Text to read:
* BEGIN *

Why were the New Testament Books added to the Bible? | THE BOOKS OF THE BIBLE SERIES (Part 4)


Published on June 14, 2021

In our first article in this series, we took a look at what the canon of Scripture is, then in our second article we saw how the books of the Old Testament came together. Next, we considered why the books of the Apocrypha are not found in our Protestant Bibles today. In this article, we turn to the books of the New Testament. Why did Christians add the books of the New Testament to the collection of Old Testament Scriptures? Was this the product of later development? And what about Roman Catholic Tradition?

After the close of the OT Canon, there was a period of about 400 years of silence, as far as divinely inspired writings are concerned. To be sure, there were many books written during this period between the testaments (known as the intertestamental period), and even some that claimed to be divinely inspired. The books of the Apocrypha fit into this intertestamental period. However, the Jews never recognized any other writings than what already was in their collection of inspired Hebrew Scriptures which we now called our Old Testament.

So why were new books added to the Bible after 400 years of silence?

There are three main reasons:

1. The NT is foreshadowed by the OT

The Old Testament ends with the words of Malachi, expecting the promised Messiah to come (see Mal. 3:1-4; 4:1-6). So, it makes sense that there would be no further Scripture written until the next stage in redemptive history occurs. Just as each of the great acts of redemption of God were interpreted for us in the Old Testament, the New Testament records and interprets for us the greatest act of redemption – the sending of Jesus Christ, God’s Son, to be the Saviour of the world.

* END *

Stated exercise a:
Revise the object pointing dataset rows so that "audience member" becomes "spectator" everywhere, keeping all other lines the same, and omit the pictures from your answer.

Object pointing dataset rows:
* BEGIN *

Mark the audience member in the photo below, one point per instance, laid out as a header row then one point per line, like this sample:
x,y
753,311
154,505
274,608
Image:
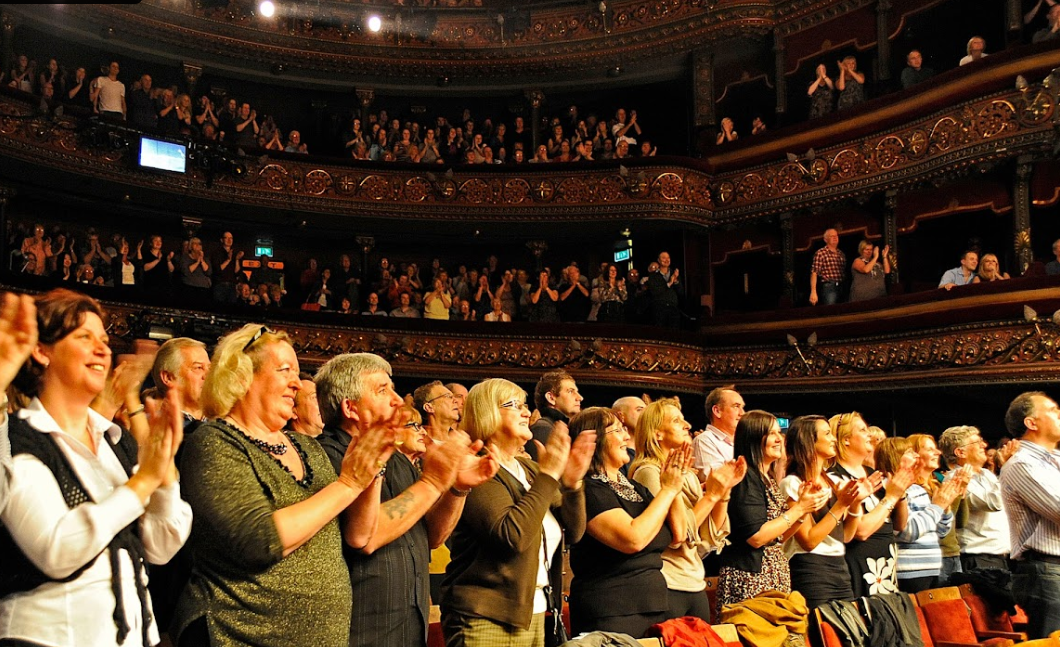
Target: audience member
x,y
1053,31
915,72
869,272
108,93
828,270
703,510
419,505
850,84
1030,494
976,50
983,528
961,275
557,400
990,270
727,132
498,581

* END *

Stated exercise b:
Copy word for word the passage of the article on the New Testament books starting at "In our first" and ending at "Roman Catholic Tradition?".

Task output a:
Mark the spectator in the photo below, one point per instance, laid out as a header row then one point per line, like this sample:
x,y
753,311
154,505
274,608
Image:
Target: spectator
x,y
1053,31
915,72
869,272
108,93
828,270
703,510
419,505
850,84
1030,494
976,50
983,528
961,275
557,400
990,270
727,132
498,581

Task output b:
In our first article in this series, we took a look at what the canon of Scripture is, then in our second article we saw how the books of the Old Testament came together. Next, we considered why the books of the Apocrypha are not found in our Protestant Bibles today. In this article, we turn to the books of the New Testament. Why did Christians add the books of the New Testament to the collection of Old Testament Scriptures? Was this the product of later development? And what about Roman Catholic Tradition?